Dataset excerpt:
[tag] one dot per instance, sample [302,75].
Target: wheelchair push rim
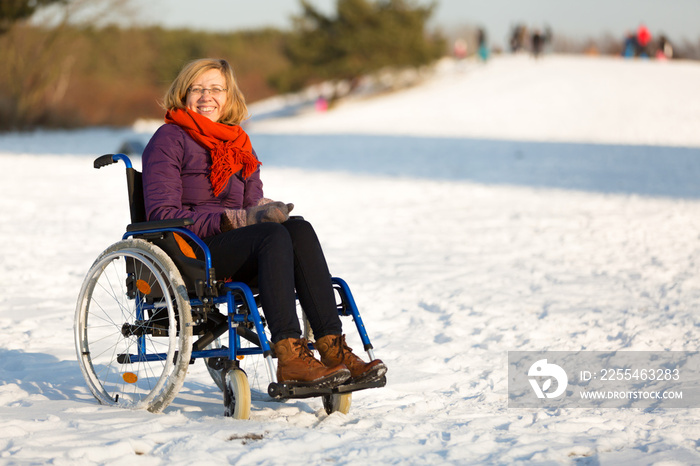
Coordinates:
[133,327]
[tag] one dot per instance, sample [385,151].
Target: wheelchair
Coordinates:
[150,305]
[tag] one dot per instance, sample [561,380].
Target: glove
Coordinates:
[277,212]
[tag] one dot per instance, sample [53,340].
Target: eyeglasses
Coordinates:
[216,90]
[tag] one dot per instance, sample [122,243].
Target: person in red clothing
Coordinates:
[201,165]
[643,40]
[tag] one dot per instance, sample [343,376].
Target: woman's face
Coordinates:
[207,94]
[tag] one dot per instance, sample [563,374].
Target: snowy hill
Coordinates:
[517,205]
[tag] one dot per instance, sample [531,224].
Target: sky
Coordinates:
[577,19]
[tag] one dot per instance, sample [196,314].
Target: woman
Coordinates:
[201,165]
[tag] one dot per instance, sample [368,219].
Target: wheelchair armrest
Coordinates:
[157,224]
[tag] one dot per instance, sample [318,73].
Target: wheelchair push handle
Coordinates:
[109,159]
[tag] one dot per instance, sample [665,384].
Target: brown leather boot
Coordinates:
[296,365]
[335,351]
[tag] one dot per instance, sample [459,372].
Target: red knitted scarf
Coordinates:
[229,146]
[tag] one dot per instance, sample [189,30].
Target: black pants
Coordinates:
[280,258]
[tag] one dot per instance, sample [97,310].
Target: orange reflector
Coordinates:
[143,287]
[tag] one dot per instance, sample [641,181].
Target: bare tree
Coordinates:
[38,56]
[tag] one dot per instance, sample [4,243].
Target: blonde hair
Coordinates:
[235,109]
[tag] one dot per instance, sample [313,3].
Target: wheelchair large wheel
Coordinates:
[133,327]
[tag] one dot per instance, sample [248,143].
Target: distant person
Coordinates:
[483,47]
[538,41]
[517,38]
[201,165]
[629,49]
[643,40]
[460,49]
[665,50]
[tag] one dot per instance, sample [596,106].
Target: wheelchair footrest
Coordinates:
[284,391]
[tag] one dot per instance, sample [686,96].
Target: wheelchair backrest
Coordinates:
[134,183]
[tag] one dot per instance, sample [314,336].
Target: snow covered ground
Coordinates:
[517,205]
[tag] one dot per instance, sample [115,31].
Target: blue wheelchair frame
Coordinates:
[237,296]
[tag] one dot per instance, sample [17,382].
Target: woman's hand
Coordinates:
[277,212]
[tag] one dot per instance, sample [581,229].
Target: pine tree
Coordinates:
[364,36]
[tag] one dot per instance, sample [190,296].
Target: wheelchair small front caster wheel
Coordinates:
[339,402]
[237,395]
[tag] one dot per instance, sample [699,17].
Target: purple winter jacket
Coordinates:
[176,183]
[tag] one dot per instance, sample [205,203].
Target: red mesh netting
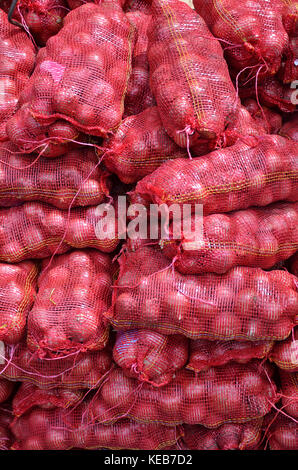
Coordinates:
[229,436]
[139,96]
[229,179]
[82,74]
[74,291]
[17,57]
[283,434]
[255,29]
[76,371]
[29,396]
[60,429]
[231,393]
[139,146]
[36,230]
[188,74]
[285,353]
[43,18]
[149,356]
[205,354]
[268,118]
[6,389]
[289,389]
[56,182]
[17,293]
[244,304]
[257,237]
[290,128]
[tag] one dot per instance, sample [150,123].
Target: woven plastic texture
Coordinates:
[36,230]
[205,354]
[60,430]
[139,146]
[229,179]
[231,393]
[17,293]
[77,371]
[149,356]
[74,291]
[17,57]
[257,237]
[57,182]
[139,95]
[244,304]
[187,74]
[227,437]
[255,27]
[285,353]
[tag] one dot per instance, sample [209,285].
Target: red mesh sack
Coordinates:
[149,356]
[139,146]
[17,293]
[289,389]
[38,230]
[56,182]
[229,179]
[257,237]
[43,18]
[205,354]
[74,291]
[243,304]
[268,118]
[187,74]
[256,29]
[283,434]
[285,353]
[17,57]
[229,436]
[82,74]
[29,396]
[6,389]
[76,371]
[290,129]
[231,393]
[61,429]
[139,96]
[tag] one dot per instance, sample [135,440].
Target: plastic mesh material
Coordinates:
[6,389]
[289,388]
[29,396]
[285,353]
[74,291]
[255,27]
[60,429]
[17,293]
[257,237]
[229,179]
[139,146]
[283,434]
[35,230]
[231,393]
[56,182]
[227,437]
[82,74]
[17,57]
[244,304]
[290,128]
[149,356]
[205,354]
[78,371]
[139,96]
[43,18]
[188,74]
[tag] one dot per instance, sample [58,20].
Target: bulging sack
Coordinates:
[74,291]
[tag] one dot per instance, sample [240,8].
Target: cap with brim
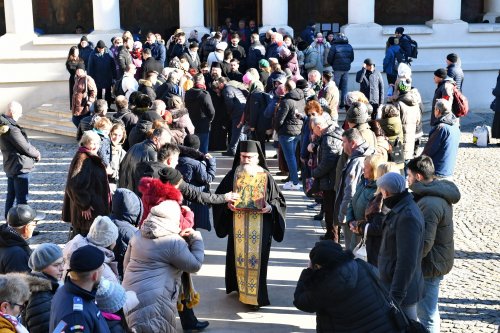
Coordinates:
[21,215]
[86,259]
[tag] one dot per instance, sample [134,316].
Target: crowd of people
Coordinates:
[138,187]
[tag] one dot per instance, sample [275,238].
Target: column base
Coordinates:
[201,31]
[491,17]
[266,28]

▶ [TASK OBJECTIVE] Write out, with no changes, the part of the material that opens with the line containing "[tag] one dot per instance, sample [58,20]." and closes with the final line of the material. Leave the pictures out of your answer.

▶ [EXPECTED ANSWER]
[tag] one dot per instance, sample [58,20].
Target: bulging sack
Coordinates:
[74,291]
[tag] one dot per instance, sample [240,8].
Target: cap with brim
Coordinates:
[21,215]
[86,259]
[tag] one dot per instance, sample [134,316].
Target: crowd of people
Coordinates:
[138,187]
[tag] one dot per instance, sample [275,238].
Target: column base
Coordinates:
[201,31]
[491,17]
[266,28]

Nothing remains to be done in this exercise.